Exercise prompt >> Each entry should be quoted word for word, including every mark of punctuation.

Source data >>
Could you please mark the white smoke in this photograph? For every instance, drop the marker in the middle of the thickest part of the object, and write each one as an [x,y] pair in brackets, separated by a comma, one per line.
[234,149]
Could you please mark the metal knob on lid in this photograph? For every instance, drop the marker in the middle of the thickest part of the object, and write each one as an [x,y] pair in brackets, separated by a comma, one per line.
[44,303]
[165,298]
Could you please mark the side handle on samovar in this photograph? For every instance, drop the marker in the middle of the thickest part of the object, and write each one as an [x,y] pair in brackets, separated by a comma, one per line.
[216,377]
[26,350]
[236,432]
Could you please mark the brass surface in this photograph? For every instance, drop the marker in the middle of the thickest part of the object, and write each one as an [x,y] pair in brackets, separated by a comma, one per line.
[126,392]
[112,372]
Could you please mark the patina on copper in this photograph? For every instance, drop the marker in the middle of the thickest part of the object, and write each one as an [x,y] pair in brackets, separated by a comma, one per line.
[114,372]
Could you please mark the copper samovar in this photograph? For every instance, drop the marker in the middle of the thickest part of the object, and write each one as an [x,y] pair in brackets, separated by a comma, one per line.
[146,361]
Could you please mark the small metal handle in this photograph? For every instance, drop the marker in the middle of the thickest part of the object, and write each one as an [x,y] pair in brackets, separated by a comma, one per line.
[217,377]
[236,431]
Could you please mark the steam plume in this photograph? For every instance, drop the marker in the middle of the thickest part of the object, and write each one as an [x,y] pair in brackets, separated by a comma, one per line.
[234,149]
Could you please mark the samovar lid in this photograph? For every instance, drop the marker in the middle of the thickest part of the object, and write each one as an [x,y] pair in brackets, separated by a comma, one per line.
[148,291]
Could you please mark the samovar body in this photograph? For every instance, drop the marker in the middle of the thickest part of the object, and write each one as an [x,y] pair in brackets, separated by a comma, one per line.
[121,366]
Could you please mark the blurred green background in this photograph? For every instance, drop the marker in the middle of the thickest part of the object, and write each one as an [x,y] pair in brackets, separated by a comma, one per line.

Finished exercise >>
Could you please mark the white smoke in this photograph? For every instance, drop the marker in the middle of the thickest part of the object, and write each one as an [x,y] pair in brackets, separated by a comma, one per line.
[234,149]
Could you please mark the metal knob on lid in this photograph? For every instance, drop the marker in the middle of the thickest part of the object, and write each one as an [x,y] pair in brackets, separated by a comma, one per line.
[44,303]
[165,298]
Could you please mark the side handle on samovar in this photograph? For every instance, drop the marker in the middle of the thickest part of the object, and write each one as an [x,y] pair in brackets, separated by a comma, one per line.
[216,377]
[26,350]
[236,432]
Could you please mark the brass surface in this photograph? For every instance, drop the marker in the middle of the thickest part of the object, and write each one as an [x,y] pair in brackets, separated by a comma, one per line.
[126,392]
[112,372]
Could you please mark the patina on copper in this photograph? For every instance, drop the marker in the middle of the thickest part of the object, and write each one as an [x,y] pair in brackets, separated by a comma, one per line.
[114,372]
Could you please mark the copper samovar in this photograph? For every instance, drop the marker in the middle of the thickest part of the object, and write each one as an [x,y] pair in brackets, separated by a comma, one per line.
[146,361]
Could you please mark the small metal handle in this photograph? For every instance, drop the marker in the middle of the thickest part of the object, and write each one as an [x,y] pair in brackets, separated by a comma, one per line.
[217,377]
[236,431]
Could you please mark the steam plume in this photograph? For every instance, drop the marker in the middle of the thickest part of the object, and write each one as an [x,y] pair in brackets, separated by a comma, one per line.
[234,149]
Could you please mark the samovar lid in this photograph? For every instance, drop the marker in the middle of the thickest part of the object, and write each one as an [x,y] pair in brackets, separated by a comma, one per line.
[148,291]
Could you please mark the samovar body in this photograph? For every instance, drop the marker in the middle of the thickest part of the object, and write each one as an [x,y] pair in brackets, separated by a comma, one per line.
[121,366]
Could you please mark the blurred green background in this photograph? For every instance, drop the marker in the middle of the thickest part of the object, and write each one as an [x,y] pair in brackets, separated by a comma, one per line.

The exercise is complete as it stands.